*WORK TO COMPLETE:* In your answer, set down the records below exactly as they stand, omitting pictures.
+ + +
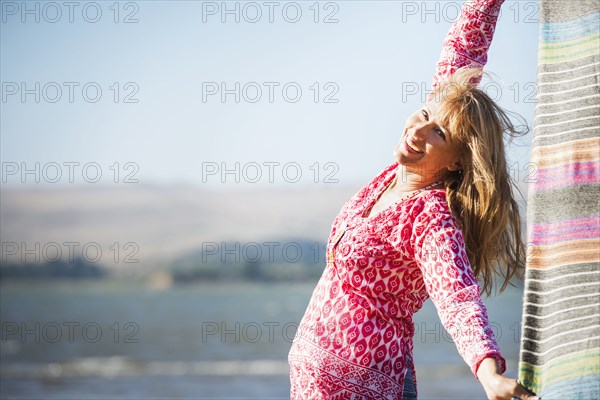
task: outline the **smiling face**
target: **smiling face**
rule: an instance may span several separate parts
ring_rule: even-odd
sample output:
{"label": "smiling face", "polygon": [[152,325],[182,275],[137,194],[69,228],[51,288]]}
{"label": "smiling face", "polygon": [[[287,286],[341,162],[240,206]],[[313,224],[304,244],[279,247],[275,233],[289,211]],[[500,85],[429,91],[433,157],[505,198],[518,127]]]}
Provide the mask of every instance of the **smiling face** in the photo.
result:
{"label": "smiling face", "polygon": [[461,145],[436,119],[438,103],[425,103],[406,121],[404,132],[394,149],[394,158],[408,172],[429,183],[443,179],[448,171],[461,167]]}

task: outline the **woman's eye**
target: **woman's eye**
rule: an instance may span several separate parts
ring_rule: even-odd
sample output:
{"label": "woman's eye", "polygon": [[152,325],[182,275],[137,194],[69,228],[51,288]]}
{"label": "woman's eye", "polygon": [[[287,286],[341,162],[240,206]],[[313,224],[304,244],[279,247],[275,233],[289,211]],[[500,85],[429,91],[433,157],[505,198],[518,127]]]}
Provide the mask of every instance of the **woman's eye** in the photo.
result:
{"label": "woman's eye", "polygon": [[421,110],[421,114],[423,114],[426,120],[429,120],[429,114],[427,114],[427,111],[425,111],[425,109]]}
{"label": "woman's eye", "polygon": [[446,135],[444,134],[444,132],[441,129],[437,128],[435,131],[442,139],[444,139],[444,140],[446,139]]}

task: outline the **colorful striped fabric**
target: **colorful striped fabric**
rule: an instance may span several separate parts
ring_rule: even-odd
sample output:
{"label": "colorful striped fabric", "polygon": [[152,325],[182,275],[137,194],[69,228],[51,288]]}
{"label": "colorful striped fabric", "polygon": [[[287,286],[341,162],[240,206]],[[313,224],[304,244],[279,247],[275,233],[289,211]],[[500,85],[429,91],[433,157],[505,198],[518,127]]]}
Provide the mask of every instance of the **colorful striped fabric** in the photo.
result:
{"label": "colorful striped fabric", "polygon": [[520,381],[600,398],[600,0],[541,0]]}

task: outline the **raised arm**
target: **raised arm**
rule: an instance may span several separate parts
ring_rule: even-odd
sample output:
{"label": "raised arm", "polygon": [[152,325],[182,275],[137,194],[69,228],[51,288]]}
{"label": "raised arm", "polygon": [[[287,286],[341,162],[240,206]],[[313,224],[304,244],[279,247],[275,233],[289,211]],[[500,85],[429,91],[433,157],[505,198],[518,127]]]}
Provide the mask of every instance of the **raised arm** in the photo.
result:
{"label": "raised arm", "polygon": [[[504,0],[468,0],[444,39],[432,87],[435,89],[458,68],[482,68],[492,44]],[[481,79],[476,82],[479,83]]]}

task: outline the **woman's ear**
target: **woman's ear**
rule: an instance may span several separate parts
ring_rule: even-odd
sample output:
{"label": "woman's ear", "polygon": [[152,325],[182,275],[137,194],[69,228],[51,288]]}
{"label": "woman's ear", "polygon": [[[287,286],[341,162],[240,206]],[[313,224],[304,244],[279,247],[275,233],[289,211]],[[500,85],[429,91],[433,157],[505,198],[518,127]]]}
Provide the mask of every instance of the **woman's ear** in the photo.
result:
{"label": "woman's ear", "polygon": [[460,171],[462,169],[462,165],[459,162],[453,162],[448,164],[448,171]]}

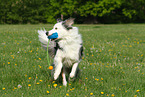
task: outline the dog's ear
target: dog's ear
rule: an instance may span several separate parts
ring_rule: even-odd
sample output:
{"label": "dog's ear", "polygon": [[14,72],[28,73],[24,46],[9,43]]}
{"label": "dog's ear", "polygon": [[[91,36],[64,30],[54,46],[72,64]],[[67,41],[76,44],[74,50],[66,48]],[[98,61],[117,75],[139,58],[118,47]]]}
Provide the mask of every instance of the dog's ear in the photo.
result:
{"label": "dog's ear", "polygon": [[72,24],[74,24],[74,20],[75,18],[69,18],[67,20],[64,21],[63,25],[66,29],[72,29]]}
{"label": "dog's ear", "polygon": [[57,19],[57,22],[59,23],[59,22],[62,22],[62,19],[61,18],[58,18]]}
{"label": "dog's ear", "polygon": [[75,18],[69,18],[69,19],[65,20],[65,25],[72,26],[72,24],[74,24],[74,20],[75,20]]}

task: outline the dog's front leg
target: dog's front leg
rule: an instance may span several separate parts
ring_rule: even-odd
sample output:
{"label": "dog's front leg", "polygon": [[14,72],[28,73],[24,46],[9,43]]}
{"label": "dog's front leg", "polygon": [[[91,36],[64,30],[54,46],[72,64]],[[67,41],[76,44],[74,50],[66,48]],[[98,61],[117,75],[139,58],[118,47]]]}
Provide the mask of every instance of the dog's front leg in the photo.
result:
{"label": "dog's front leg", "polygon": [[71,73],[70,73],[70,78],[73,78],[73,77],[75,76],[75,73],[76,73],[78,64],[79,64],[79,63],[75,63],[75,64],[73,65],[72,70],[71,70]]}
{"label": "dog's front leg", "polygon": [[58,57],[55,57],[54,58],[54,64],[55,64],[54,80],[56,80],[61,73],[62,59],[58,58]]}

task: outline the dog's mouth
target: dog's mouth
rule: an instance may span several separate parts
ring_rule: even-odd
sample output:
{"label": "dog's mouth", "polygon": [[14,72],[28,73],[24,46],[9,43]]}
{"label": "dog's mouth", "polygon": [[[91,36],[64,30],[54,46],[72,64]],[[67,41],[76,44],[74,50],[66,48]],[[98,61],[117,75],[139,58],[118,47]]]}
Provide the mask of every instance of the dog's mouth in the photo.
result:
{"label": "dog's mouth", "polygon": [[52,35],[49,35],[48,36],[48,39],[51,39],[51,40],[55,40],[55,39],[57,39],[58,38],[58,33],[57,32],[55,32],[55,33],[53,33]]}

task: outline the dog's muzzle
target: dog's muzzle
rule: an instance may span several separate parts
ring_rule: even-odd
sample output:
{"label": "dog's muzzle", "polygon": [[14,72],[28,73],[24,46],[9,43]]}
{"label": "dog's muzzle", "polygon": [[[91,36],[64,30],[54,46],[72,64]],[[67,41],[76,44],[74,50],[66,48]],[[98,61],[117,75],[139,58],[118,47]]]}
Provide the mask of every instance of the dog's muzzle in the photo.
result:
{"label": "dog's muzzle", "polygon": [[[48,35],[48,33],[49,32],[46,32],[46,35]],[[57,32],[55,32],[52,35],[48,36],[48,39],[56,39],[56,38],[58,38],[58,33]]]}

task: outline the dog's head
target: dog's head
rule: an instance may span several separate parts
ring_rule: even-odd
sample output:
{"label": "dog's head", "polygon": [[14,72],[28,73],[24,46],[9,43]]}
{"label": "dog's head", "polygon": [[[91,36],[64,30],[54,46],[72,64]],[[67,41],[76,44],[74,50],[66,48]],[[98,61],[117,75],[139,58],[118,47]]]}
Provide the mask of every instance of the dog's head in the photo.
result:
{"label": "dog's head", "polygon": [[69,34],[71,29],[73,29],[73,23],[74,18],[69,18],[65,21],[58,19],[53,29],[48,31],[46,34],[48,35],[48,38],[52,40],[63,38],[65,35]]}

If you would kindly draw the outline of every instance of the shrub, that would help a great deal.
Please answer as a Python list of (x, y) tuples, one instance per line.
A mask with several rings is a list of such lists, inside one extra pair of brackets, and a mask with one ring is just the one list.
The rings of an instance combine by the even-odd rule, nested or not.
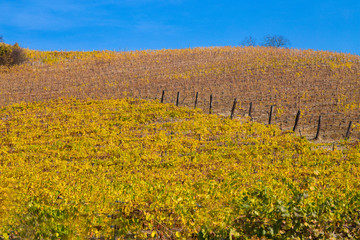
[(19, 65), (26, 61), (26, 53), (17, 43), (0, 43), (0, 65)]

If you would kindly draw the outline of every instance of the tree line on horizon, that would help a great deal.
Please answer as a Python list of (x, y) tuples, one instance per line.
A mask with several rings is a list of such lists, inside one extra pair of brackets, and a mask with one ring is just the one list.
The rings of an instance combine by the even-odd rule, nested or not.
+ + +
*RESPONSE TO THE EXERCISE:*
task: outline the **smiling face**
target: **smiling face**
rule: an instance may span several separate parts
ring_rule: even-odd
sample output:
{"label": "smiling face", "polygon": [[152,325],[182,275],[137,194],[69,228],[51,288]]}
{"label": "smiling face", "polygon": [[[287,286],[341,162],[240,206]],[[313,224],[304,244],[279,247],[275,233],[289,211]],[[500,85],[429,91],[433,157],[505,198],[518,127]]]}
Provide the mask of every instance of the **smiling face** in the photo.
result:
{"label": "smiling face", "polygon": [[461,145],[436,119],[438,103],[425,103],[406,121],[404,132],[394,149],[394,158],[408,172],[429,183],[443,179],[448,171],[461,167]]}

task: outline the **woman's eye**
target: **woman's eye**
rule: an instance may span several separate parts
ring_rule: even-odd
sample output:
{"label": "woman's eye", "polygon": [[152,325],[182,275],[137,194],[69,228],[51,288]]}
{"label": "woman's eye", "polygon": [[[287,286],[341,162],[240,206]],[[313,224],[304,244],[279,247],[275,233],[289,211]],[[500,85],[429,91],[433,157],[505,198],[518,127]]]}
Provide the mask of every instance of the **woman's eye** in the photo.
result:
{"label": "woman's eye", "polygon": [[421,110],[421,114],[423,114],[426,120],[429,120],[429,114],[427,114],[427,111],[425,111],[425,109]]}
{"label": "woman's eye", "polygon": [[446,135],[444,134],[444,132],[441,129],[437,128],[435,131],[442,139],[444,139],[444,140],[446,139]]}

task: outline the **colorful striped fabric**
target: **colorful striped fabric**
rule: an instance may span several separate parts
ring_rule: even-odd
sample output:
{"label": "colorful striped fabric", "polygon": [[152,325],[182,275],[137,194],[69,228],[51,288]]}
{"label": "colorful striped fabric", "polygon": [[[287,286],[341,162],[240,206]],[[313,224],[304,244],[279,247],[275,233],[289,211]],[[500,85],[429,91],[433,157],[505,198],[518,127]]]}
Provide the mask of every instance of the **colorful striped fabric** in the photo.
result:
{"label": "colorful striped fabric", "polygon": [[520,381],[600,398],[600,0],[541,0]]}

task: outline the **raised arm**
target: **raised arm**
rule: an instance may span several separate parts
ring_rule: even-odd
sample output:
{"label": "raised arm", "polygon": [[152,325],[182,275],[137,194],[69,228],[51,288]]}
{"label": "raised arm", "polygon": [[[287,286],[341,162],[240,206]],[[313,224],[304,244],[279,247],[275,233],[289,211]],[[500,85],[429,91],[433,157],[505,198],[518,127]]]}
Provide the mask of every instance of the **raised arm** in the photo.
result:
{"label": "raised arm", "polygon": [[[504,0],[468,0],[444,39],[432,87],[435,89],[458,68],[482,68],[492,44]],[[481,79],[476,82],[479,83]]]}

task: outline the **woman's ear**
target: **woman's ear**
rule: an instance may span several separate parts
ring_rule: even-odd
sample output:
{"label": "woman's ear", "polygon": [[152,325],[182,275],[137,194],[69,228],[51,288]]}
{"label": "woman's ear", "polygon": [[[287,286],[341,162],[240,206]],[[313,224],[304,244],[279,247],[275,233],[289,211]],[[500,85],[429,91],[433,157],[505,198],[518,127]]]}
Provide the mask of every instance of the **woman's ear** in the photo.
result:
{"label": "woman's ear", "polygon": [[460,171],[462,169],[462,165],[459,162],[453,162],[448,164],[448,171]]}

task: outline the dog's ear
target: dog's ear
rule: an instance may span several separate parts
ring_rule: even-odd
sample output:
{"label": "dog's ear", "polygon": [[14,72],[28,73],[24,46],[9,43]]}
{"label": "dog's ear", "polygon": [[[91,36],[64,30],[54,46],[72,64]],[[67,41],[76,44],[74,50],[66,48]],[[98,61],[117,75],[139,58],[118,47]]]}
Provide the mask of every instance of the dog's ear in the photo.
result:
{"label": "dog's ear", "polygon": [[72,24],[74,24],[74,20],[75,18],[69,18],[67,20],[64,21],[63,25],[66,29],[72,29]]}
{"label": "dog's ear", "polygon": [[57,19],[57,22],[59,23],[59,22],[62,22],[62,19],[61,18],[58,18]]}
{"label": "dog's ear", "polygon": [[75,18],[69,18],[69,19],[65,20],[65,25],[72,26],[72,24],[74,24],[74,20],[75,20]]}

task: outline the dog's front leg
target: dog's front leg
rule: an instance may span several separate parts
ring_rule: even-odd
sample output:
{"label": "dog's front leg", "polygon": [[14,72],[28,73],[24,46],[9,43]]}
{"label": "dog's front leg", "polygon": [[[91,36],[64,30],[54,46],[72,64]],[[67,41],[76,44],[74,50],[66,48]],[[98,61],[117,75],[139,58],[118,47]]]}
Provide the mask of every instance of the dog's front leg in the photo.
result:
{"label": "dog's front leg", "polygon": [[71,73],[70,73],[70,78],[73,78],[73,77],[75,76],[75,73],[76,73],[78,64],[79,64],[79,63],[75,63],[75,64],[73,65],[72,70],[71,70]]}
{"label": "dog's front leg", "polygon": [[58,57],[55,57],[54,58],[54,64],[55,64],[54,80],[56,80],[61,73],[62,59],[58,58]]}

task: outline the dog's mouth
target: dog's mouth
rule: an instance may span several separate parts
ring_rule: even-odd
sample output:
{"label": "dog's mouth", "polygon": [[14,72],[28,73],[24,46],[9,43]]}
{"label": "dog's mouth", "polygon": [[[91,36],[64,30],[54,46],[72,64]],[[67,41],[76,44],[74,50],[66,48]],[[98,61],[117,75],[139,58],[118,47]]]}
Provide the mask of every instance of the dog's mouth in the photo.
result:
{"label": "dog's mouth", "polygon": [[52,35],[49,35],[48,36],[48,39],[51,39],[51,40],[55,40],[55,39],[57,39],[58,38],[58,33],[57,32],[55,32],[55,33],[53,33]]}

task: outline the dog's muzzle
target: dog's muzzle
rule: an instance may span several separate parts
ring_rule: even-odd
sample output:
{"label": "dog's muzzle", "polygon": [[14,72],[28,73],[24,46],[9,43]]}
{"label": "dog's muzzle", "polygon": [[[91,36],[64,30],[54,46],[72,64]],[[67,41],[76,44],[74,50],[66,48]],[[98,61],[117,75],[139,58],[118,47]]]}
Provide the mask of every instance of the dog's muzzle in the photo.
result:
{"label": "dog's muzzle", "polygon": [[[48,35],[48,33],[49,32],[46,32],[46,35]],[[57,32],[55,32],[52,35],[48,36],[48,39],[56,39],[56,38],[58,38],[58,33]]]}

task: outline the dog's head
target: dog's head
rule: an instance may span several separate parts
ring_rule: even-odd
sample output:
{"label": "dog's head", "polygon": [[14,72],[28,73],[24,46],[9,43]]}
{"label": "dog's head", "polygon": [[[91,36],[64,30],[54,46],[72,64]],[[67,41],[76,44],[74,50],[66,48]],[[98,61],[117,75],[139,58],[118,47]]]}
Provide the mask of every instance of the dog's head in the photo.
result:
{"label": "dog's head", "polygon": [[69,34],[71,29],[73,29],[73,23],[74,18],[69,18],[65,21],[58,19],[53,29],[48,31],[46,34],[48,35],[48,38],[52,40],[63,38],[65,35]]}

If you would kindly draw the outline of every instance of the shrub, that would help a great deal.
Please answer as a Python list of (x, y) tuples, one instance per line.
A mask with several rings is a list of such lists, inside one extra pair of brackets, and a mask with one ring is just the one list.
The rings of an instance combine by the even-odd rule, nested or not.
[(19, 65), (26, 61), (26, 53), (17, 43), (0, 43), (0, 65)]

If you would kindly draw the outline of every instance of the tree line on horizon, that would help a great deal.
Please answer as a Python list of (x, y) tuples, one instance per line.
A mask with several rings is a list of such lists, inside one extra pair of brackets, and a mask with one ring is just the one list.
The rings of an instance combine by the even-odd rule, nested or not.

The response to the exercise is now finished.